** To be done **
Reproduce the line that contains "Practice. Identify the large" and every line after it through the end of the records, exactly, with nothing added.

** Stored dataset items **
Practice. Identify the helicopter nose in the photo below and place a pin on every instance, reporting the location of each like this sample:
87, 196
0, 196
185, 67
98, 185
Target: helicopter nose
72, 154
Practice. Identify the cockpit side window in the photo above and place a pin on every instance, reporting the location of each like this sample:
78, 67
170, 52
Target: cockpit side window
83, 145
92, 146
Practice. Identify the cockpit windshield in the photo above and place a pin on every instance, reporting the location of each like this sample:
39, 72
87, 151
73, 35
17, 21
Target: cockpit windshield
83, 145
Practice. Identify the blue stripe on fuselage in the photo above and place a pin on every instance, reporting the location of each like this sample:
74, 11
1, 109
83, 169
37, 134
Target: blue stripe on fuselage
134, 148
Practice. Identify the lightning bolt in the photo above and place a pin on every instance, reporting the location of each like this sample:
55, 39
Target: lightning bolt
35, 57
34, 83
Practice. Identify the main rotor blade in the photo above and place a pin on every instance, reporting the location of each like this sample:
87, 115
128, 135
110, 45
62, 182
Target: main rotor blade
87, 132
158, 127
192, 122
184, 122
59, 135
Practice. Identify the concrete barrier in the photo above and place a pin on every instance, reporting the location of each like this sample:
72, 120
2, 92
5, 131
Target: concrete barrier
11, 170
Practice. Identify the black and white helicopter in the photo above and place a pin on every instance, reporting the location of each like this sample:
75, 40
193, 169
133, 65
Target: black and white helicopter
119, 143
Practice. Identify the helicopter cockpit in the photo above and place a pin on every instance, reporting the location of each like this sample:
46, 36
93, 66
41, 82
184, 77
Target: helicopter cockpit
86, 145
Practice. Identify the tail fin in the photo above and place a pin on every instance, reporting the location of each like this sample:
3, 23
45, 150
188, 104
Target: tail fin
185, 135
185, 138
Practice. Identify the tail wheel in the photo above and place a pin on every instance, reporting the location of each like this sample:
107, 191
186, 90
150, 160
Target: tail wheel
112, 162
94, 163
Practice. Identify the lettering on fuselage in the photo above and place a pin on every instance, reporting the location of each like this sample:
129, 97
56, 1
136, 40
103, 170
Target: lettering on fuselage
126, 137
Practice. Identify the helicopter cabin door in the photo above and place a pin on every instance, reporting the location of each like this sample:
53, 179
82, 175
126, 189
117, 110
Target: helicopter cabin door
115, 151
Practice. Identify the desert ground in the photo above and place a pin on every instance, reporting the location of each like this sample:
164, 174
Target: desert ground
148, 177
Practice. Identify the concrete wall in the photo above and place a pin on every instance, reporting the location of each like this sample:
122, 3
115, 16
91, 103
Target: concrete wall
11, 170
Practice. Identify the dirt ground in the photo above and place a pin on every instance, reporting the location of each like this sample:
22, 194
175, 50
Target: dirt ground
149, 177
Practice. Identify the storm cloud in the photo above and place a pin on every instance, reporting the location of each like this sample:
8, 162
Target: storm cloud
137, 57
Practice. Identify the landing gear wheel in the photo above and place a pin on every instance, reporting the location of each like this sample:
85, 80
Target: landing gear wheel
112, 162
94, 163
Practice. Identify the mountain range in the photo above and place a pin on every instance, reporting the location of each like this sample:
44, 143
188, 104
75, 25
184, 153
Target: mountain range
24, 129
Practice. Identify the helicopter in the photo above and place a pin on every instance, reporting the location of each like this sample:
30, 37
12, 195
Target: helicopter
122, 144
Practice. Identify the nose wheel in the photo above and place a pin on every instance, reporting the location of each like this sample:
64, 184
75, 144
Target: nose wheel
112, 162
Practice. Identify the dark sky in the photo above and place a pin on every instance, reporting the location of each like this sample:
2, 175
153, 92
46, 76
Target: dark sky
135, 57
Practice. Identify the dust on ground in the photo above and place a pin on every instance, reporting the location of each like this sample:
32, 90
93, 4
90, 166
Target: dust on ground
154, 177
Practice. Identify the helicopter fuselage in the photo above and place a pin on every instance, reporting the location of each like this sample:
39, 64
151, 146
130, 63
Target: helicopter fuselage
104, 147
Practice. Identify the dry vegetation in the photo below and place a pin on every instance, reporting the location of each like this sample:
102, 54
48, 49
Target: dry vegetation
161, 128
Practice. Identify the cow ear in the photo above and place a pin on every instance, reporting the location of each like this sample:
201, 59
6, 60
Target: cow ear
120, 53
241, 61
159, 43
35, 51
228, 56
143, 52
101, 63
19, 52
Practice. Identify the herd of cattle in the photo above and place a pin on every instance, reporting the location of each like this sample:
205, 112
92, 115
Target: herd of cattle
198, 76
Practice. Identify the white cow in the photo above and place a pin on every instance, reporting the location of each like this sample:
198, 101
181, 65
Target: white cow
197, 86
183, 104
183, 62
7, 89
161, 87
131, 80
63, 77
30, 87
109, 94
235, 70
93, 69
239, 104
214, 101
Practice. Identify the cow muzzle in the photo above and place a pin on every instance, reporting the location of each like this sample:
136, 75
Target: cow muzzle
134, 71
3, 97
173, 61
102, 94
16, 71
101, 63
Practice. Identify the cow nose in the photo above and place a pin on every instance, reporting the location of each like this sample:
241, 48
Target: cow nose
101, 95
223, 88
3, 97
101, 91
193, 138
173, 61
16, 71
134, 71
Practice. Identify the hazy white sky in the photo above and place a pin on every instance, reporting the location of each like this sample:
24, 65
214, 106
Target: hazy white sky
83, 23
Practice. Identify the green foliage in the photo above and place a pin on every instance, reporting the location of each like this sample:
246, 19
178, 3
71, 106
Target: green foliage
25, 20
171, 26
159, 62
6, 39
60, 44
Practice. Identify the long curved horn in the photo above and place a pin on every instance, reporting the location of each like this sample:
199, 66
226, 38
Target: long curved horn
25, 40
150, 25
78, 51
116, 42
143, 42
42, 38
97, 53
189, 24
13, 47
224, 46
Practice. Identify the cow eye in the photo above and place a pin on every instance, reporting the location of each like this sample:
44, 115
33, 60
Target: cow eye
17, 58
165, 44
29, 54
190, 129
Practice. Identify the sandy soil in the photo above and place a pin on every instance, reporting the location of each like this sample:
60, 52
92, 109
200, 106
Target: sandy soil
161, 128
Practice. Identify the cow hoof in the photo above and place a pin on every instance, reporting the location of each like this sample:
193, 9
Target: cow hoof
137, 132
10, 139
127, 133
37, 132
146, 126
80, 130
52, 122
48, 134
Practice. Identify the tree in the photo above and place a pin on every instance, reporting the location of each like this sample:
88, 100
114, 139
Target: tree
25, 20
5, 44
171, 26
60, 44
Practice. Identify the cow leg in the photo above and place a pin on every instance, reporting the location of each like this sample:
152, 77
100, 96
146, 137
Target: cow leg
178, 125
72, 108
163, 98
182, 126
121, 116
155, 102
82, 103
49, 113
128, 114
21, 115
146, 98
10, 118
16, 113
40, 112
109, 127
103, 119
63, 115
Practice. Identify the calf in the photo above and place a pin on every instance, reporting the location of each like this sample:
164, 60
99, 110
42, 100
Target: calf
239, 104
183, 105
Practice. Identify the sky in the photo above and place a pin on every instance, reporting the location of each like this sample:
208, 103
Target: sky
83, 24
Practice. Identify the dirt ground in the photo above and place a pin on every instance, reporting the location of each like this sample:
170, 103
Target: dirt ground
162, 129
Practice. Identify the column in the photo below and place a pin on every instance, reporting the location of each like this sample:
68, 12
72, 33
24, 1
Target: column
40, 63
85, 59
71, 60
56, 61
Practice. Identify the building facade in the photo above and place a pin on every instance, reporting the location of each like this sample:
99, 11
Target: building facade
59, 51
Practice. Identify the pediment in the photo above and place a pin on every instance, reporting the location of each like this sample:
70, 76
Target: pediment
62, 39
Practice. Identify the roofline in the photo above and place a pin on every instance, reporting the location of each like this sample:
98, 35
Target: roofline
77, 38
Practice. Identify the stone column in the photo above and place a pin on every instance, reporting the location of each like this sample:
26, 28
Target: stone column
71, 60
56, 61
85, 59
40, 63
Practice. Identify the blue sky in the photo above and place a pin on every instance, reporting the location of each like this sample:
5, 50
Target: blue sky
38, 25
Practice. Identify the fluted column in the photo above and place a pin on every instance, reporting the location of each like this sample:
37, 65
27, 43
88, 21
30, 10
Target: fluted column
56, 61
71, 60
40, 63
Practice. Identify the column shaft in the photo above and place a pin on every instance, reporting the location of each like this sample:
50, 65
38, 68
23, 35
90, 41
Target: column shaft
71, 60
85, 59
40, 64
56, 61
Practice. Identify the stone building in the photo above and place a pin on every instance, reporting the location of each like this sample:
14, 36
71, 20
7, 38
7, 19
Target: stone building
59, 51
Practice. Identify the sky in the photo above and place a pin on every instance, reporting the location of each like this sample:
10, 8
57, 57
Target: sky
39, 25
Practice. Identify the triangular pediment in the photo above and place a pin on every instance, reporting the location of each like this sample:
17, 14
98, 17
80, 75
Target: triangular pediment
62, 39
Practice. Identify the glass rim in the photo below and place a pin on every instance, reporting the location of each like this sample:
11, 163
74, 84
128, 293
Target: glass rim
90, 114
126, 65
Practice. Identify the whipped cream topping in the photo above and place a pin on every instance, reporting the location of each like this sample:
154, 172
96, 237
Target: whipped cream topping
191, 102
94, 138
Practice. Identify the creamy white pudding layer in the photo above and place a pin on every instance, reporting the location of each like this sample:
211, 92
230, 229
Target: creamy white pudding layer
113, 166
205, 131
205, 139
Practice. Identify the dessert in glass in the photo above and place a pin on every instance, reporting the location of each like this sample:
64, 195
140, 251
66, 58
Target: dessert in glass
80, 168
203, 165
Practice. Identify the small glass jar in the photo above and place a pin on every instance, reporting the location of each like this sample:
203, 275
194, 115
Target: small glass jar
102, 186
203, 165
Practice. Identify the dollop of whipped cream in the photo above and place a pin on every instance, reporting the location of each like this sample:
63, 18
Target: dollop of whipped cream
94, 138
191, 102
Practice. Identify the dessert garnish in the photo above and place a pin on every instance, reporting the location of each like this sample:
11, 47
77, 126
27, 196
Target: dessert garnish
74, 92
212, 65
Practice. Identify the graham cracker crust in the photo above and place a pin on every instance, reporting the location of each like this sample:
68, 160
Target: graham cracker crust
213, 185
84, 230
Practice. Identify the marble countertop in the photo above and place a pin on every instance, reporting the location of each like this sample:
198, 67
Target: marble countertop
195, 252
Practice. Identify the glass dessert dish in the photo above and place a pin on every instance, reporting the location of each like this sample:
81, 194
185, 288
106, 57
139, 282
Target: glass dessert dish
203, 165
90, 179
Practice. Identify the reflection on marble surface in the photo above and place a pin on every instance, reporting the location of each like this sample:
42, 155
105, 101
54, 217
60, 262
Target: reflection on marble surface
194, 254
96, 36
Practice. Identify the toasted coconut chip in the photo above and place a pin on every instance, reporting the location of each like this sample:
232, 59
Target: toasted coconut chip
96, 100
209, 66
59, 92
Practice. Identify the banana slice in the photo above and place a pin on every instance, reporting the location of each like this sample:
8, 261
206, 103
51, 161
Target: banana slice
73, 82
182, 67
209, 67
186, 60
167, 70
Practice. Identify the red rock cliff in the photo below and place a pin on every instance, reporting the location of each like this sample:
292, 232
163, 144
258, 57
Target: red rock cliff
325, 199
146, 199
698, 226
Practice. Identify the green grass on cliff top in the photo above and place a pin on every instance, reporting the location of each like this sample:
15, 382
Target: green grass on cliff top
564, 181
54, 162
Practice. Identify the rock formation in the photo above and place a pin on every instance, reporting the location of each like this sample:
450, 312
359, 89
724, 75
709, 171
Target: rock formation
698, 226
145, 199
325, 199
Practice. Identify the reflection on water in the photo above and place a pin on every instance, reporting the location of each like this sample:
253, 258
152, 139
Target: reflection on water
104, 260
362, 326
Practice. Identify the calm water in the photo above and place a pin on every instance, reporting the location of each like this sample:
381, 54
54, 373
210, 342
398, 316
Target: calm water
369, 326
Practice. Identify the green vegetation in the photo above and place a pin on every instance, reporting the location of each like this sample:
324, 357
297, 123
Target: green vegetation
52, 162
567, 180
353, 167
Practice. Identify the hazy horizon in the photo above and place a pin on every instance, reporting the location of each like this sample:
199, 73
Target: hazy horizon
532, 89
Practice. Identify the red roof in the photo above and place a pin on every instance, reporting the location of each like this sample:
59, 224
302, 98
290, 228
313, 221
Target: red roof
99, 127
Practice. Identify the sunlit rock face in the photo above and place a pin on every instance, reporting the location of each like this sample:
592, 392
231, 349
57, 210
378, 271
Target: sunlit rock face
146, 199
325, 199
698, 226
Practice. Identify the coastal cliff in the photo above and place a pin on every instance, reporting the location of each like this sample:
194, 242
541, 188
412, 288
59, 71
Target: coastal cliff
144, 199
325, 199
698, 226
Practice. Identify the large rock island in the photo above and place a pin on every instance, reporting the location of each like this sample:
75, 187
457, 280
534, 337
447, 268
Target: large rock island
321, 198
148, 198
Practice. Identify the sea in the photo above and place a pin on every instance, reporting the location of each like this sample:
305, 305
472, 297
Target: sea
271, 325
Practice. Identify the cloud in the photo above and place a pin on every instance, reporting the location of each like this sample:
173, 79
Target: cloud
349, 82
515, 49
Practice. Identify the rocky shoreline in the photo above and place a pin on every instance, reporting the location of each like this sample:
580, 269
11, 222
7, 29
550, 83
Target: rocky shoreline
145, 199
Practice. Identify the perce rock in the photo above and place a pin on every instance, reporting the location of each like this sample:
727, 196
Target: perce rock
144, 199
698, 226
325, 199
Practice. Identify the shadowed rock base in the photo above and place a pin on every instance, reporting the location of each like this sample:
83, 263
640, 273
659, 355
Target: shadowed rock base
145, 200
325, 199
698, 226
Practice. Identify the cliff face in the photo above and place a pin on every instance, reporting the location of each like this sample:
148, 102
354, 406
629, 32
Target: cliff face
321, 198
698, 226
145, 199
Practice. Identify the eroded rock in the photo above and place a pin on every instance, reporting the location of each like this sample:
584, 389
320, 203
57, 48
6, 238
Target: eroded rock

** Output of the task **
Practice. Identify the large rock island in the photo above and place a pin on every instance, reporting the location of each like this sample:
75, 187
457, 280
534, 337
447, 268
Target: large rock island
321, 198
148, 198
Practice. Identify the sea in the photo above and place a pin on every instance, reporting the location of each like this sample:
305, 305
472, 297
Target: sea
271, 325
Practice. Identify the cloud in the photo above and place a pin on every instance, reporting the location of each like this sample:
173, 79
Target: cloud
349, 82
515, 49
Practice. Identify the rocky shoreline in the photo above and place a pin on every instance, reporting the location of each like this sample:
580, 269
11, 222
7, 29
550, 83
Target: rocky shoreline
145, 199
Practice. Identify the perce rock in the photo above and place a pin on every instance, reporting the location of each like this sample:
727, 196
Target: perce rock
144, 199
698, 226
325, 199
Practice. Identify the shadowed rock base in the photo above and place a pin on every instance, reporting the location of each like this sample:
83, 263
640, 273
659, 355
Target: shadowed rock base
145, 200
325, 199
698, 226
Practice. Identify the cliff face in the photo above and place a pin on every instance, reporting the location of each like this sample:
148, 102
354, 406
629, 32
Target: cliff face
321, 198
698, 226
145, 199
Practice. Identify the eroded rock in the photo above and place a pin on every instance, reporting the location of each like this sample:
584, 389
320, 203
57, 48
6, 238
Target: eroded rock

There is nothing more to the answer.